**DATASET ENTRIES:**
<<<<

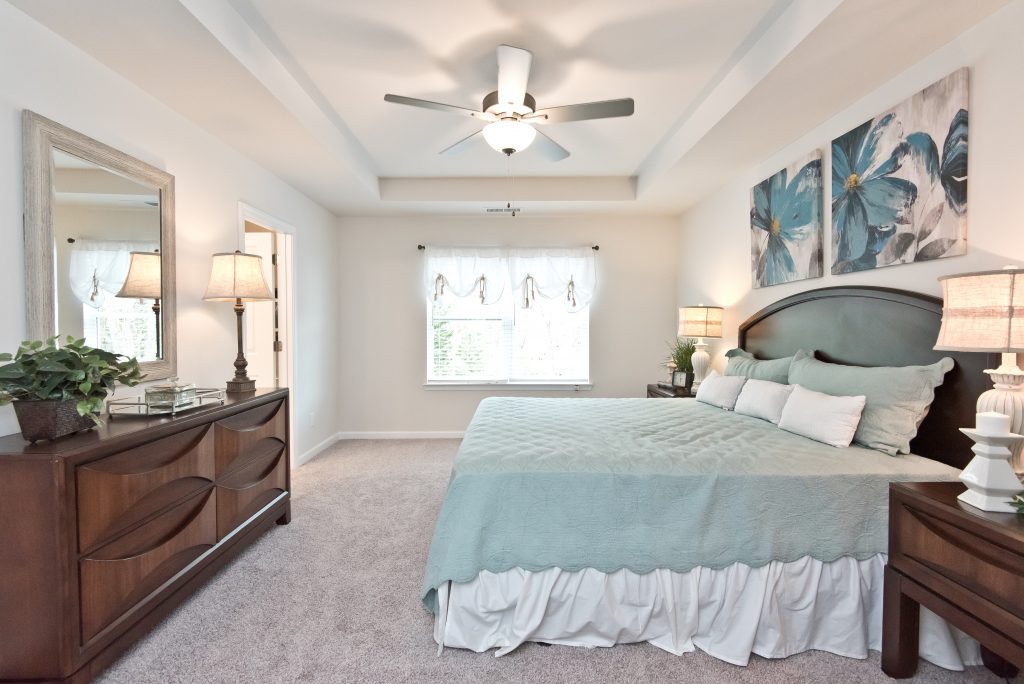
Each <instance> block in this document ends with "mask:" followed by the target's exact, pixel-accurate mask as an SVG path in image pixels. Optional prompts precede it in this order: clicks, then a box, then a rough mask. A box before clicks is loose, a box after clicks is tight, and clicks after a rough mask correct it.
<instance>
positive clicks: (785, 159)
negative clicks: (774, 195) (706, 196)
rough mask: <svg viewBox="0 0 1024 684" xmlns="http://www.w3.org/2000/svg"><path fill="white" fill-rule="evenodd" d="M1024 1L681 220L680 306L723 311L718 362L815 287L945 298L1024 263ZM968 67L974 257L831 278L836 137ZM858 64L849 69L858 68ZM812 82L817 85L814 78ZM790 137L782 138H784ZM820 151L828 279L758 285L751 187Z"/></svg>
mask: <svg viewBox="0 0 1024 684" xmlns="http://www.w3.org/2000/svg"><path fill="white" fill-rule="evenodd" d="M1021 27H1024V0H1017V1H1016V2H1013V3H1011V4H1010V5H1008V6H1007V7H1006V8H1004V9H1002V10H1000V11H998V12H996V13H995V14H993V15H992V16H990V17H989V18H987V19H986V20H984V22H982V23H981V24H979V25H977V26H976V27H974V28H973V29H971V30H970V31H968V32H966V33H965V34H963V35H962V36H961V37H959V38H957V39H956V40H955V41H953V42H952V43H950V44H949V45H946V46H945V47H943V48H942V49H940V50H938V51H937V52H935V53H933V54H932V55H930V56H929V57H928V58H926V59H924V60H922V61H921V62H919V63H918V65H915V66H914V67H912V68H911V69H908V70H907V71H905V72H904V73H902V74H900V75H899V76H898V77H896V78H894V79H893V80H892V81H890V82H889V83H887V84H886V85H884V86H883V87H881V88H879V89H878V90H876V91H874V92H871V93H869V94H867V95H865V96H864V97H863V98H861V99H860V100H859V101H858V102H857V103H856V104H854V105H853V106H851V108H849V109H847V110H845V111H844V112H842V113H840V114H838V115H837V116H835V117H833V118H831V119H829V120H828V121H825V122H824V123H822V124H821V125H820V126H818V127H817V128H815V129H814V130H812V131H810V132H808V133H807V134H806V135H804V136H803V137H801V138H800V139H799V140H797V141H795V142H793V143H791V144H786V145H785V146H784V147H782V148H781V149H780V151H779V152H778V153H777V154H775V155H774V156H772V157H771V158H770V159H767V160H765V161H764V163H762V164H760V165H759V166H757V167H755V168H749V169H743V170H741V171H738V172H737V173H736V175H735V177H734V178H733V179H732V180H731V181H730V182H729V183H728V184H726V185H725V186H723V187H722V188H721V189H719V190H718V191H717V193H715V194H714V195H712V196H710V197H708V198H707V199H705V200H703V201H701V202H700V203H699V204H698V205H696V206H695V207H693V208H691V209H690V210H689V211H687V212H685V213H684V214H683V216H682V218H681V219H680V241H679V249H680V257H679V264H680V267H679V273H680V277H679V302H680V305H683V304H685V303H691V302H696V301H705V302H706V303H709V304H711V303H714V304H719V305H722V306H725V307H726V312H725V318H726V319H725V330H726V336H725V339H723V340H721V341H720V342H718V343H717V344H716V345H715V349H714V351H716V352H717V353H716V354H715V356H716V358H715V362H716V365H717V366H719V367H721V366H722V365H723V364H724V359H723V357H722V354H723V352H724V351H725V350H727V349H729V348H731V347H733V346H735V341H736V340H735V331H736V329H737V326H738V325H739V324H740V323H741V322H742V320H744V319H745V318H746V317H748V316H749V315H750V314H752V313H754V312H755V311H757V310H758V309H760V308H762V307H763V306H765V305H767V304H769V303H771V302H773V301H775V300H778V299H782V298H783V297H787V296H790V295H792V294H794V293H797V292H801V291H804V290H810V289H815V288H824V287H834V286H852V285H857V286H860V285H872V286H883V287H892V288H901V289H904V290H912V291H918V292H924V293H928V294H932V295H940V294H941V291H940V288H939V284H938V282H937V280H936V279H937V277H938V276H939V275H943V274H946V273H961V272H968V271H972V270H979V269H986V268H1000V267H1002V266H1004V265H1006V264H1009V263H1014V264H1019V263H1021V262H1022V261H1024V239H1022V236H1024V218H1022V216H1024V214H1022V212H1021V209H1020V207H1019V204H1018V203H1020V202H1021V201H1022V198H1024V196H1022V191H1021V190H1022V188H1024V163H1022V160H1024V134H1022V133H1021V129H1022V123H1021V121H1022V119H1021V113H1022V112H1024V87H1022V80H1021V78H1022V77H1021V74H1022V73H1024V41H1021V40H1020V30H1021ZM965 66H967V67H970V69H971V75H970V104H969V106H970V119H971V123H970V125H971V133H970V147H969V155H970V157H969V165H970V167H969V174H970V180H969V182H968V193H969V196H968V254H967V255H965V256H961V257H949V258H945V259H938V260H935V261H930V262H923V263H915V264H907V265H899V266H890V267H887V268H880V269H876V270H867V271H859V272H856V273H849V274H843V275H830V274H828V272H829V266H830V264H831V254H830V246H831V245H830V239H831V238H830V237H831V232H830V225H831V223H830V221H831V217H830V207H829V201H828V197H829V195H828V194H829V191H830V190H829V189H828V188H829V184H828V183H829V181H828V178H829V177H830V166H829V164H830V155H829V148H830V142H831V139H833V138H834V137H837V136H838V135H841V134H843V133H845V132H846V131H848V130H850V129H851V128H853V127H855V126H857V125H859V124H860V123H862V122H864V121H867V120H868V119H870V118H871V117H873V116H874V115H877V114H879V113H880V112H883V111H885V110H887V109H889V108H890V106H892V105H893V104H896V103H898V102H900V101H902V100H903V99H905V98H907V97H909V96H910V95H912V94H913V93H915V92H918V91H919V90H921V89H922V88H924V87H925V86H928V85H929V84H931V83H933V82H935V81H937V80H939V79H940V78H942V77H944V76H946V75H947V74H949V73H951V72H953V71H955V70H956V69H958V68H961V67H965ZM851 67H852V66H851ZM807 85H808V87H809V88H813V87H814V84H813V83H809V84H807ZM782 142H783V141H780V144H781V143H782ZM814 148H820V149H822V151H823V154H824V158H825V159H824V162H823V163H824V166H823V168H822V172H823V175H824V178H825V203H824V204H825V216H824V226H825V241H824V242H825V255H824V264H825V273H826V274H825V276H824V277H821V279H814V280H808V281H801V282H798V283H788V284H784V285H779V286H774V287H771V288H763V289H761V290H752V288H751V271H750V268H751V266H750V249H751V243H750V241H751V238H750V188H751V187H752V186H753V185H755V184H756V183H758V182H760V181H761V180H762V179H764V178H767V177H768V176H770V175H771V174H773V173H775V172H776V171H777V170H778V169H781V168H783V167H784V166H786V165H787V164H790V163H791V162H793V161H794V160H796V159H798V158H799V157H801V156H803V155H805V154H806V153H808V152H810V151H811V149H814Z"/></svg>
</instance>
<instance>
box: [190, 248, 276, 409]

>>>>
<<<<

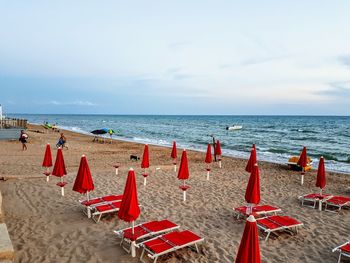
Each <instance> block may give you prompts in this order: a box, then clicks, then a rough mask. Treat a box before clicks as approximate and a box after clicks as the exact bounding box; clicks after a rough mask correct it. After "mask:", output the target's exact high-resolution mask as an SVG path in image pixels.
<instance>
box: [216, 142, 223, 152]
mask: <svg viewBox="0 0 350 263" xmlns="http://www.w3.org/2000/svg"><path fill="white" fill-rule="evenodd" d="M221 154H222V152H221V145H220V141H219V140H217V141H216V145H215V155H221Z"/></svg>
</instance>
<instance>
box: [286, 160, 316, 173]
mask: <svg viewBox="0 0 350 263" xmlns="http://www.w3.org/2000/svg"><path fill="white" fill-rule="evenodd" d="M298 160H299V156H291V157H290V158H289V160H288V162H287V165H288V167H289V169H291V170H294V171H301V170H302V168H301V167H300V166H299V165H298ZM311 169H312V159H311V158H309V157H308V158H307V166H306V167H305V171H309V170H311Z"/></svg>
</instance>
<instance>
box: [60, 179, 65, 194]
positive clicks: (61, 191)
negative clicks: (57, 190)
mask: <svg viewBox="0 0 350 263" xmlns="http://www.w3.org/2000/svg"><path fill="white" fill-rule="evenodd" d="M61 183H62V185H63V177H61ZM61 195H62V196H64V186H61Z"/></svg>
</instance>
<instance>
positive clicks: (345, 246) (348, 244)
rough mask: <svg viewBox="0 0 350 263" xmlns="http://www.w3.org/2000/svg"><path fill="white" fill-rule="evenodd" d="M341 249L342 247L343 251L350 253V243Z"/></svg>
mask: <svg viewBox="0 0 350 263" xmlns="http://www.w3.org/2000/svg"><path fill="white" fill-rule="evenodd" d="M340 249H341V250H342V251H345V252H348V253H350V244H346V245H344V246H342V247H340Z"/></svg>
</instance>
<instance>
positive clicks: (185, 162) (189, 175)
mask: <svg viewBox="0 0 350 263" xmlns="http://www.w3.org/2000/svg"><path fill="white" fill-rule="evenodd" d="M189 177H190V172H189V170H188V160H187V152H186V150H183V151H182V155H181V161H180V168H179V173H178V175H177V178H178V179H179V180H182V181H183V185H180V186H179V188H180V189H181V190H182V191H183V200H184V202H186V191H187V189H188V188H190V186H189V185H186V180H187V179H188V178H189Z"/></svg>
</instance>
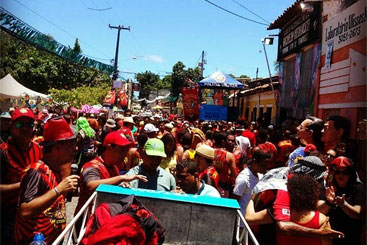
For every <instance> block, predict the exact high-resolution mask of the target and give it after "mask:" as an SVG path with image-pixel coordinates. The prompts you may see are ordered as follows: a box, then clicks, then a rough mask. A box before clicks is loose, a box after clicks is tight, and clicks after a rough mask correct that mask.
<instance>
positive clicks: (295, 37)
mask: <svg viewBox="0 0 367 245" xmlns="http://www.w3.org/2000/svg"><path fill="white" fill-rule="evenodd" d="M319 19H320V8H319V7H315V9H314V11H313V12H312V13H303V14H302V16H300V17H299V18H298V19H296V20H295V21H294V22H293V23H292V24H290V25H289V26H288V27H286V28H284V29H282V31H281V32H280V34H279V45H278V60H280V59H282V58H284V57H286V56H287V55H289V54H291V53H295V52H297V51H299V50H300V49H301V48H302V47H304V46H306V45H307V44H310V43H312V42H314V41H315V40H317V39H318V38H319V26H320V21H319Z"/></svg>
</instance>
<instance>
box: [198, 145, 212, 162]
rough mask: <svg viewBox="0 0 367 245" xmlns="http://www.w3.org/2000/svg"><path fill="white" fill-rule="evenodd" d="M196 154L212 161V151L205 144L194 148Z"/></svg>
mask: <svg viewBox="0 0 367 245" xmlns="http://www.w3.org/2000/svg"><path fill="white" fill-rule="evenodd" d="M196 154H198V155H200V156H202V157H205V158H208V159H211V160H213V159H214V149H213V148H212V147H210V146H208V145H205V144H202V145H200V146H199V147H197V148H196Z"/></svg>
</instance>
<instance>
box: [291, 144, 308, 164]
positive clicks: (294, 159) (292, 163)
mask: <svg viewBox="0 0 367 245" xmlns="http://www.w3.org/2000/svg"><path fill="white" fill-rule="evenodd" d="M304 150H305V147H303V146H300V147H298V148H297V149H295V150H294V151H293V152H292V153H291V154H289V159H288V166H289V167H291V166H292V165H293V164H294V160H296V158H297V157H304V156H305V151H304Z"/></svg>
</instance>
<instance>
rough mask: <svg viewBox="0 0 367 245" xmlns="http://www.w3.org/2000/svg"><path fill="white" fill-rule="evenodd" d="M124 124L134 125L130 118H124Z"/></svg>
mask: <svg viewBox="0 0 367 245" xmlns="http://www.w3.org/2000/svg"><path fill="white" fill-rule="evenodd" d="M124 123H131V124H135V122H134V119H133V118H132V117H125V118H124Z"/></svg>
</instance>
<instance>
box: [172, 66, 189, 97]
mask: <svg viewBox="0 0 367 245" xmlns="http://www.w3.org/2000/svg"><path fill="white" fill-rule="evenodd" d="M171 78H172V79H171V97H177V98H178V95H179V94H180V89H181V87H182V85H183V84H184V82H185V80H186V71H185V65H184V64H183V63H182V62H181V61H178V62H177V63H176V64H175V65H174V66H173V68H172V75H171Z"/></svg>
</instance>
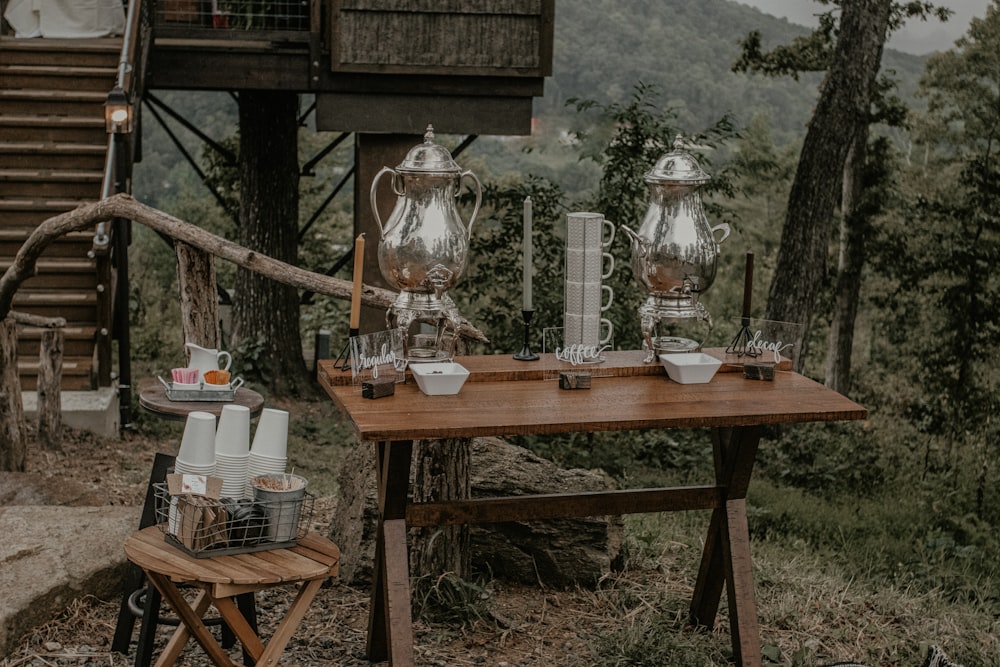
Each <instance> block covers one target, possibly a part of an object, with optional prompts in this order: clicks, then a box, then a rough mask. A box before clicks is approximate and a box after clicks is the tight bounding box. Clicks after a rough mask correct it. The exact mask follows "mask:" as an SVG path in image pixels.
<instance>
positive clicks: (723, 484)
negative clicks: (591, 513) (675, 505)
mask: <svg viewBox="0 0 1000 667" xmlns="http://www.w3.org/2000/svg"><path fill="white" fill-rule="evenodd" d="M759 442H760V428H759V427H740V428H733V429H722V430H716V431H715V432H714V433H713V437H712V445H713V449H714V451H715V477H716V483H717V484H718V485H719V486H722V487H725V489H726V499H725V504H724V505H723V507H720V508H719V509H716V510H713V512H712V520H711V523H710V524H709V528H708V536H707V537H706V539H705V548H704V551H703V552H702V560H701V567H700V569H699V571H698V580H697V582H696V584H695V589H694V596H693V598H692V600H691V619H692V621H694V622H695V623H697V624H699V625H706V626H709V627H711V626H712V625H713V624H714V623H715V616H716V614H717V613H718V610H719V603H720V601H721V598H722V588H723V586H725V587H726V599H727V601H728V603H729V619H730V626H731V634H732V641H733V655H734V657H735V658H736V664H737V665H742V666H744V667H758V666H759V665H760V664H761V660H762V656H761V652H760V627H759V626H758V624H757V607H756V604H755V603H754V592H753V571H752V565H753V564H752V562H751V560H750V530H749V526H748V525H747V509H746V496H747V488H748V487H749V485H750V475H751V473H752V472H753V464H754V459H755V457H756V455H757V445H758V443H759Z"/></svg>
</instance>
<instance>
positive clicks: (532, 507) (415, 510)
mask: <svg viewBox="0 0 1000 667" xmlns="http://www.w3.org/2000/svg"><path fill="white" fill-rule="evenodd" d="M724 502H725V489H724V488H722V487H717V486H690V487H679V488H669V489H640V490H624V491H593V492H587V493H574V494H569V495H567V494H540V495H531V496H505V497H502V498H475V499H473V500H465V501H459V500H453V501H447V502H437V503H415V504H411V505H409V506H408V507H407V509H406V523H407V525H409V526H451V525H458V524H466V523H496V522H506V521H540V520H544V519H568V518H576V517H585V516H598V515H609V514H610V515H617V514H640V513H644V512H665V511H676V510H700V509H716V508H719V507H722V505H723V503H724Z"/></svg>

>>>>

**PROBLEM REQUIREMENTS:**
Nothing but a number is wanted here: how many lines of the material contain the string "give".

**ANSWER SPACE:**
2